• _DIRECTIONS_
Could you retype all of the data below exactly as given?

• _RECORDS FOR THIS EXERCISE_
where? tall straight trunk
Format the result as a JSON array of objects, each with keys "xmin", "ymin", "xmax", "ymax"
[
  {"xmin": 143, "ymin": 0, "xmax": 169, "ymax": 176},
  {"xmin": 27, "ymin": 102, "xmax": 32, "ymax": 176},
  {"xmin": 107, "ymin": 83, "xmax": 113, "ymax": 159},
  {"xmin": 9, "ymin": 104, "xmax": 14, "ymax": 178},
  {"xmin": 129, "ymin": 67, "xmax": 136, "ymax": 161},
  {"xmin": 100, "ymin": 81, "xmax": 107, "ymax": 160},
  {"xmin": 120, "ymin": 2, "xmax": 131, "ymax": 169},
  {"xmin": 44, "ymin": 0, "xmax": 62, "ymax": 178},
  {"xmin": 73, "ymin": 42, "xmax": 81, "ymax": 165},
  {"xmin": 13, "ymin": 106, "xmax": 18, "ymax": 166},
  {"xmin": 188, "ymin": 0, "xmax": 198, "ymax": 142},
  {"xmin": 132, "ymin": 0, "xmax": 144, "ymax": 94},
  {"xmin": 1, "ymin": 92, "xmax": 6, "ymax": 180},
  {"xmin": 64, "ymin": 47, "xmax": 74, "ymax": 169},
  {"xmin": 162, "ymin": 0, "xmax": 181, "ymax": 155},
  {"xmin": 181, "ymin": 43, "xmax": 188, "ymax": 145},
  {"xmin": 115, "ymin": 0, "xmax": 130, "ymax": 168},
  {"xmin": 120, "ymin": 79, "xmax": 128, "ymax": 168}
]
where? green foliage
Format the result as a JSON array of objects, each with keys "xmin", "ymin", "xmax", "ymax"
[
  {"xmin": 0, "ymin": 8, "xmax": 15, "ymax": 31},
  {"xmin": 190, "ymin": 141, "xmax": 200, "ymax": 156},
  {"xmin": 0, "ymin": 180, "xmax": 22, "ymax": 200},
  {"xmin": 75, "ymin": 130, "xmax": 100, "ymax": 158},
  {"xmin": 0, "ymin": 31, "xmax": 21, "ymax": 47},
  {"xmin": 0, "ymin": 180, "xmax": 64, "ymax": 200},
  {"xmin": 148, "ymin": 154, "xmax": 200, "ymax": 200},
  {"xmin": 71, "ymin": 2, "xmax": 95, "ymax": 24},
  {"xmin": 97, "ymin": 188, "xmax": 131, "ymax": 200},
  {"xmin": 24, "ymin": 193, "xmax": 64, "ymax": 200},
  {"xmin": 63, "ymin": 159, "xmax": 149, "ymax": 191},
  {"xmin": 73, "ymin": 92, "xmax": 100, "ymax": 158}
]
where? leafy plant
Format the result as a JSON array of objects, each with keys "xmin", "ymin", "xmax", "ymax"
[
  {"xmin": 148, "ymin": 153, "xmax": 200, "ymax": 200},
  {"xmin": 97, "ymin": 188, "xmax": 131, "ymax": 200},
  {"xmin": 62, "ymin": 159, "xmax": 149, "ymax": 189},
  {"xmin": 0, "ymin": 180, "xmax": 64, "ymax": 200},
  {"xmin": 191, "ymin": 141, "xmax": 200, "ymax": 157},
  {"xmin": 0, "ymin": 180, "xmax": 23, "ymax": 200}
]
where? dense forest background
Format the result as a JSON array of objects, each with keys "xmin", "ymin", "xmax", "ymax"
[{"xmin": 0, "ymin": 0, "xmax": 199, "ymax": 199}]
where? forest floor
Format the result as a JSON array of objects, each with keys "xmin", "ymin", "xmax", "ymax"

• _RESULT_
where? tall straight trunk
Format the result as a JSON array of objects, each with keys "xmin", "ymin", "xmax", "ymax"
[
  {"xmin": 143, "ymin": 0, "xmax": 169, "ymax": 176},
  {"xmin": 27, "ymin": 102, "xmax": 32, "ymax": 176},
  {"xmin": 107, "ymin": 83, "xmax": 113, "ymax": 159},
  {"xmin": 9, "ymin": 104, "xmax": 14, "ymax": 178},
  {"xmin": 129, "ymin": 67, "xmax": 136, "ymax": 161},
  {"xmin": 100, "ymin": 81, "xmax": 107, "ymax": 160},
  {"xmin": 120, "ymin": 2, "xmax": 131, "ymax": 169},
  {"xmin": 44, "ymin": 0, "xmax": 62, "ymax": 178},
  {"xmin": 73, "ymin": 42, "xmax": 81, "ymax": 165},
  {"xmin": 13, "ymin": 106, "xmax": 18, "ymax": 166},
  {"xmin": 188, "ymin": 0, "xmax": 198, "ymax": 142},
  {"xmin": 132, "ymin": 0, "xmax": 144, "ymax": 94},
  {"xmin": 1, "ymin": 92, "xmax": 6, "ymax": 180},
  {"xmin": 64, "ymin": 47, "xmax": 74, "ymax": 169},
  {"xmin": 162, "ymin": 0, "xmax": 181, "ymax": 155},
  {"xmin": 181, "ymin": 43, "xmax": 188, "ymax": 145},
  {"xmin": 115, "ymin": 0, "xmax": 130, "ymax": 168},
  {"xmin": 120, "ymin": 79, "xmax": 128, "ymax": 168}
]
where? green foliage
Format the result as a JSON array of objects, each with keys "xmin", "ymin", "xmax", "ymax"
[
  {"xmin": 0, "ymin": 8, "xmax": 15, "ymax": 31},
  {"xmin": 190, "ymin": 141, "xmax": 200, "ymax": 156},
  {"xmin": 0, "ymin": 180, "xmax": 22, "ymax": 200},
  {"xmin": 75, "ymin": 130, "xmax": 100, "ymax": 158},
  {"xmin": 0, "ymin": 31, "xmax": 21, "ymax": 47},
  {"xmin": 0, "ymin": 180, "xmax": 64, "ymax": 200},
  {"xmin": 148, "ymin": 154, "xmax": 200, "ymax": 200},
  {"xmin": 71, "ymin": 2, "xmax": 95, "ymax": 24},
  {"xmin": 97, "ymin": 188, "xmax": 131, "ymax": 200},
  {"xmin": 24, "ymin": 193, "xmax": 64, "ymax": 200},
  {"xmin": 63, "ymin": 159, "xmax": 149, "ymax": 191},
  {"xmin": 73, "ymin": 92, "xmax": 100, "ymax": 158}
]
where? leafy plant
Format the result as a JSON array of objects, each with keys "xmin", "ymin", "xmax", "ymax"
[
  {"xmin": 148, "ymin": 153, "xmax": 200, "ymax": 200},
  {"xmin": 97, "ymin": 188, "xmax": 131, "ymax": 200},
  {"xmin": 62, "ymin": 159, "xmax": 149, "ymax": 189},
  {"xmin": 0, "ymin": 180, "xmax": 64, "ymax": 200},
  {"xmin": 191, "ymin": 141, "xmax": 200, "ymax": 157},
  {"xmin": 0, "ymin": 180, "xmax": 23, "ymax": 200}
]
where? dense forest background
Format the result as a JSON array of objects, each with keys "xmin", "ymin", "xmax", "ymax"
[{"xmin": 0, "ymin": 0, "xmax": 199, "ymax": 199}]
where? forest floor
Format the result as a JSON array of objects, each with keys "xmin", "ymin", "xmax", "ymax"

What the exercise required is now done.